*Dataset entries*.
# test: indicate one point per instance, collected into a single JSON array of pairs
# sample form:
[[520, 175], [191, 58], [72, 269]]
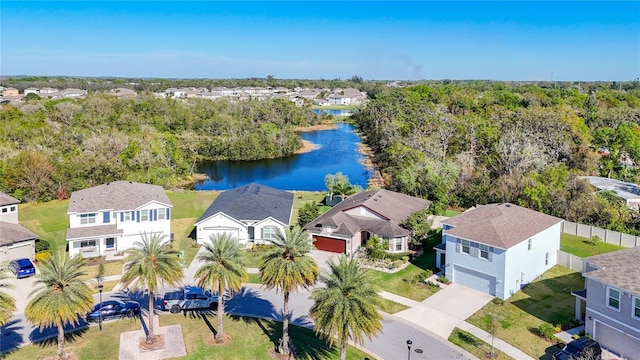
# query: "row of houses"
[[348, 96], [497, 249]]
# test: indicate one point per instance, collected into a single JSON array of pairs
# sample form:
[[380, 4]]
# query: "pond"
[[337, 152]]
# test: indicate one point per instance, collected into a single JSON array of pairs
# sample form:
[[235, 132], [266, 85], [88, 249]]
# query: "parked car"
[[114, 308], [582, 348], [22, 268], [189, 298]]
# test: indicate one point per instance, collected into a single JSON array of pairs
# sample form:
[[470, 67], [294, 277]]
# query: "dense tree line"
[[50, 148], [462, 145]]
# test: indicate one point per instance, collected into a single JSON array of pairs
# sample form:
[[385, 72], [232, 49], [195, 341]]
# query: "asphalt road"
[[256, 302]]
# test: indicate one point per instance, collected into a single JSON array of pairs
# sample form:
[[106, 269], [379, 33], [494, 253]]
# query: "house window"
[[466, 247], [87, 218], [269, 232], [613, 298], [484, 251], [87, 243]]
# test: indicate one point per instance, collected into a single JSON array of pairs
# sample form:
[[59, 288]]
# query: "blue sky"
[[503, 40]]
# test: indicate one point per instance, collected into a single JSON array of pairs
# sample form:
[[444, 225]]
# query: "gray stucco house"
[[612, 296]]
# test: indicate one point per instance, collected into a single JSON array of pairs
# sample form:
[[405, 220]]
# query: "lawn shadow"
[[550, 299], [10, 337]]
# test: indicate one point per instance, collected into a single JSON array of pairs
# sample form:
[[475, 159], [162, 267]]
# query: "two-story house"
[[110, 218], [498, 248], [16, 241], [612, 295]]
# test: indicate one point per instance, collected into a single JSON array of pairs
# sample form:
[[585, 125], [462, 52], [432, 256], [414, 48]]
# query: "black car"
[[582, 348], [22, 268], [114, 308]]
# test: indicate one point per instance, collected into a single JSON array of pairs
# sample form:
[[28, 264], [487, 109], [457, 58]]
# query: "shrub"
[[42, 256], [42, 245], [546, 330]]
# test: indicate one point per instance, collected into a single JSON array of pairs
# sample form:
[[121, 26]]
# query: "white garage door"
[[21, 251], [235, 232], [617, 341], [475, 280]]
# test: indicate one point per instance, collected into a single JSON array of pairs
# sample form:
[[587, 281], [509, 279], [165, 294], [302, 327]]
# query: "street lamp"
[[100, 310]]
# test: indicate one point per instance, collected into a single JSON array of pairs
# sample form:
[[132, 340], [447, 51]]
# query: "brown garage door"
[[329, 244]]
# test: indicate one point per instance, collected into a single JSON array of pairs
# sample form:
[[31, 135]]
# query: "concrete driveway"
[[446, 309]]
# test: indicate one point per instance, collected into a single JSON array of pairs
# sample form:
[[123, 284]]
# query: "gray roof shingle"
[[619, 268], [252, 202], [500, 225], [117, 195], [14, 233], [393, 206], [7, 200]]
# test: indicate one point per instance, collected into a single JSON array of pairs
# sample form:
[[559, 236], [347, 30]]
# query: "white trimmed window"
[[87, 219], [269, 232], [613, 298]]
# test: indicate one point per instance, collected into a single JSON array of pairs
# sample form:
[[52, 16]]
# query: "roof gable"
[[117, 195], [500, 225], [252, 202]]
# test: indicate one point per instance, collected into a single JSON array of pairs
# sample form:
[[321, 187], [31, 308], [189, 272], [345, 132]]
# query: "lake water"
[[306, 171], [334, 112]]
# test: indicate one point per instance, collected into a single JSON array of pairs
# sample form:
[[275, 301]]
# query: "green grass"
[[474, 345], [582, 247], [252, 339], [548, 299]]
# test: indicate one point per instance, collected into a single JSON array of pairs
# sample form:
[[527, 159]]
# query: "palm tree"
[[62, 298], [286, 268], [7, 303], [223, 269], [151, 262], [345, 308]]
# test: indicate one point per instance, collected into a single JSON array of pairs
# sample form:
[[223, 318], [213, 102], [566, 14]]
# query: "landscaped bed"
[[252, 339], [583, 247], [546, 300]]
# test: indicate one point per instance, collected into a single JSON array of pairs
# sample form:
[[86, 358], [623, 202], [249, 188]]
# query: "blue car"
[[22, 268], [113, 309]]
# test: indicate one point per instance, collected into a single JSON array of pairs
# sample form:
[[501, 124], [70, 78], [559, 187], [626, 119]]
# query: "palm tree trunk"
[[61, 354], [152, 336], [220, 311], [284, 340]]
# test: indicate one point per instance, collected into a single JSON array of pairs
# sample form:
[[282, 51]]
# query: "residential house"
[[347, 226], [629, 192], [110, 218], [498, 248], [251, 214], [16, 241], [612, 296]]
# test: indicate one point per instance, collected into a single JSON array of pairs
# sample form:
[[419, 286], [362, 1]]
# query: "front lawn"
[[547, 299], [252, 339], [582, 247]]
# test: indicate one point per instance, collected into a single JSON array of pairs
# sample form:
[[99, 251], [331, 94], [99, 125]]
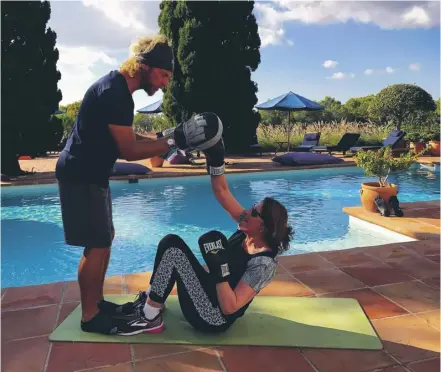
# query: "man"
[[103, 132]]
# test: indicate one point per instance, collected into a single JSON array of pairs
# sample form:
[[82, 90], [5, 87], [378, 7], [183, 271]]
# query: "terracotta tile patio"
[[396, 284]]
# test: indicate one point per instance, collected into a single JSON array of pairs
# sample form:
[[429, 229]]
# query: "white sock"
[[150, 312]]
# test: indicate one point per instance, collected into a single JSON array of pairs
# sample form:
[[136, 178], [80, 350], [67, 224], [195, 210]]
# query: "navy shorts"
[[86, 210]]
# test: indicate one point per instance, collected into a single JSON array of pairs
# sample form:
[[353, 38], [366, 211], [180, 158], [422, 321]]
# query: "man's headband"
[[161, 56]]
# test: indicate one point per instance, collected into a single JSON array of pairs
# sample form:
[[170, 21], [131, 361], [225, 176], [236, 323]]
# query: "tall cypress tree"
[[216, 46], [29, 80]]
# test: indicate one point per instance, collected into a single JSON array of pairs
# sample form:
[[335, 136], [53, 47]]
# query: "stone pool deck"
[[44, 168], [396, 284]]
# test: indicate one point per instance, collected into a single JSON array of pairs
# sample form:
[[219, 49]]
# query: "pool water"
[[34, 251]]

*THE TASK*. Retype the records above exactly, pictures omitted.

*REPLY TO THE TASK*.
# test: indicate one point per instance, collected into a single JSON array of pairs
# sample form:
[[520, 175], [191, 58], [72, 269]]
# query: "row of houses"
[[348, 96], [497, 249]]
# test: indicate one point per instance, collected into a single JSON array of pairs
# sample form:
[[380, 4]]
# query: "pond"
[[337, 152]]
# test: indicate one point per instance, collected into a single JSON array of pairs
# sample form:
[[235, 132], [266, 85], [88, 249]]
# query: "parked car"
[[114, 308], [582, 348], [22, 268], [189, 298]]
# test: indicate one point per instance, collected into a single JSON array of pairs
# sample form:
[[470, 67], [294, 277]]
# query: "dense tree line"
[[50, 148], [462, 145]]
# test: indicate one point per instance, collected into a single JSON array of pairs
# sample form:
[[385, 72], [232, 49], [195, 341]]
# query: "asphalt road"
[[256, 302]]
# test: indicate one point per instance, collected into a single JSON array of pairs
# sample form:
[[106, 269], [379, 33], [494, 253]]
# query: "house window"
[[466, 247], [87, 218], [269, 232], [613, 298], [484, 251], [87, 243]]
# test: indicate one point per instance, collected into a single JSON array of pairs
# sample form:
[[59, 288]]
# query: "blue sky"
[[503, 40]]
# test: indicate one point per instance, collected into a single JSON array of pairs
# sample form:
[[444, 225]]
# query: "gray stucco house"
[[612, 296]]
# test: indicate one point per instance, collected into a single JSON array of pairs
# sample form:
[[405, 220]]
# query: "lawn shadow"
[[550, 299], [10, 337]]
# test: indicate one point per instance, collected into a single JSON array of pairs
# sample form:
[[475, 159], [162, 267]]
# query: "two-story house"
[[110, 218], [498, 248], [16, 241], [612, 295]]
# test: indicate one point per instance, collected into a single JSON array of pairs
# sample form:
[[585, 125], [462, 52], [432, 256], [414, 48]]
# query: "black car"
[[582, 348], [22, 268], [114, 308]]
# test: indicate one point per instance, collected into a single JSON array of pairs
# sample form:
[[28, 264], [487, 109], [457, 58]]
# query: "shrub"
[[42, 256], [42, 245], [546, 330]]
# test: indicate one point per instance, collected into a single JSON array of pairs
# sample form:
[[121, 26]]
# query: "white garage door"
[[21, 251], [235, 232], [617, 341], [475, 280]]
# test: indicate one point per instance, collected into a single JSON array of pairs
# sample form:
[[587, 281], [509, 279], [165, 294], [302, 327]]
# query: "street lamp"
[[100, 310]]
# test: indicate one point per instance, collected into a single JSON array of pairs
# sample form:
[[132, 340], [447, 51]]
# query: "brown garage door"
[[329, 244]]
# test: indicate one point per instance, collected into a single JSON array of pairs
# sample form:
[[31, 135]]
# query: "concrete driveway"
[[446, 309]]
# test: indicate one point per instance, collected into a single JSON array of pairs
# sample form:
[[123, 284]]
# query: "gray roof shingle"
[[619, 268], [252, 202], [500, 225], [117, 195], [14, 233], [393, 206], [7, 200]]
# test: indicate one point per instance, collected into a single JSON array of pairs
# sample form:
[[559, 236], [347, 30]]
# query: "white trimmed window"
[[87, 219], [269, 232], [613, 298]]
# test: indicate one point per instance, collected into a single JSON array of pairs
# sample form:
[[52, 16]]
# query: "roof gable"
[[117, 195], [500, 225], [252, 202]]
# test: indicate one point per instance, collected into a single JSON array of pairs
# sample form:
[[321, 187], [31, 308], [189, 272], [345, 132]]
# query: "lake water"
[[306, 171], [334, 112]]
# test: indicate one point per instance, collected into a single JSON array of pairs
# sample form:
[[275, 301]]
# query: "green grass"
[[474, 345], [582, 247], [252, 339], [548, 299]]
# test: indicate one point per instance, collected into a single JSON array of pairs
# sample form:
[[527, 159]]
# query: "palm tree"
[[62, 298], [286, 268], [7, 303], [223, 269], [151, 262], [345, 308]]
# test: indicate one point per instance, collected into a single JSON array of pairs
# sample form:
[[223, 318], [213, 102], [566, 14]]
# query: "landscaped bed"
[[252, 339], [583, 247], [546, 300]]
# test: indicate one point per instance, collected into a single JSON array of pairs
# sample form:
[[86, 358], [623, 202], [249, 188]]
# query: "blue car"
[[22, 268], [113, 309]]
# test: indicate one point per instance, collected into a single JSON array of pairs
# sample form:
[[501, 124], [70, 78], [559, 187], [626, 119]]
# query: "palm tree trunk"
[[61, 354], [152, 336], [220, 311], [284, 340]]
# test: indicate one point per instance, collected into a single JSON array of pairs
# sample form:
[[282, 51]]
# query: "residential house"
[[347, 226], [629, 192], [110, 218], [498, 248], [251, 214], [16, 241], [612, 296]]
# test: indicate one point per instance, collected into a single JSON array of pairs
# sample form:
[[419, 286], [362, 1]]
# query: "front lawn"
[[547, 299], [252, 339], [582, 247]]
# test: indicate one point per instance, collected into a single JSON array of pairs
# sample form:
[[99, 251], [331, 94], [99, 125]]
# query: "man"
[[103, 132]]
# test: indicate one point per instance, collected into a single JSON array of pairs
# sample form:
[[82, 90], [5, 87], [378, 7], [183, 271]]
# query: "terracotta tile patio"
[[396, 284]]
# test: indicate one point per instance, collected into a single JSON array of pairs
# sample form:
[[429, 229]]
# query: "white sock"
[[150, 312]]
# test: indicate one point per instance, collected into a single JSON array of pairs
# sample form:
[[136, 178], [80, 350], [67, 224], [195, 210]]
# query: "navy shorts"
[[86, 210]]
# test: indicate one point per instance, collected into a single JSON array of pairs
# sample form:
[[353, 38], [366, 211], [180, 158], [422, 321]]
# query: "man's headband"
[[161, 56]]
# test: indicate one point per instance, collected into a single JSON array of pairs
# sample form:
[[170, 21], [131, 361], [225, 176], [236, 323]]
# query: "tall cypress tree"
[[216, 46], [29, 80]]
# test: indicate one point per instance, collected into a single JSON array of pairs
# sample form:
[[335, 136], [53, 47]]
# query: "stone pool deck"
[[44, 168], [396, 284]]
# test: indicate one point per instance, collected into a single JSON array of pairs
# sample form:
[[219, 49]]
# query: "pool water"
[[34, 251]]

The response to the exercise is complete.